Records supplied -
○ ○ ○ ○ ○ ○ ○

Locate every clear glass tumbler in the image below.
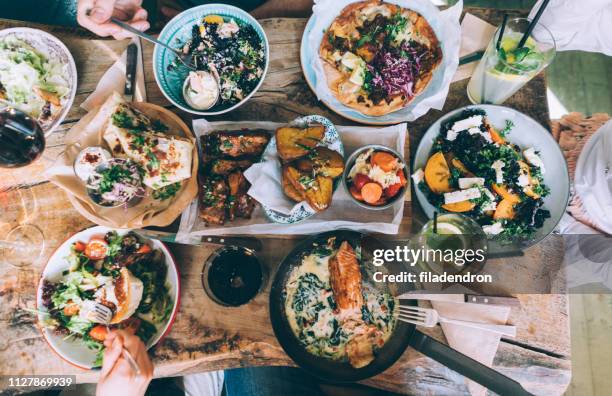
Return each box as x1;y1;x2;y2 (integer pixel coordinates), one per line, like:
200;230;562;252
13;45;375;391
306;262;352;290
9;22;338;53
467;18;556;104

○ ○ ○ ○ ○ ○ ○

Task prompt -
Copy out the listing above word for word, leaving out the picture.

Solution -
Locate every clear glass tumbler in the image below.
Return each box as x1;y1;x2;y2 (integer pixel coordinates), one per line, like:
200;230;562;252
13;45;375;391
306;262;352;290
9;22;338;53
467;18;556;104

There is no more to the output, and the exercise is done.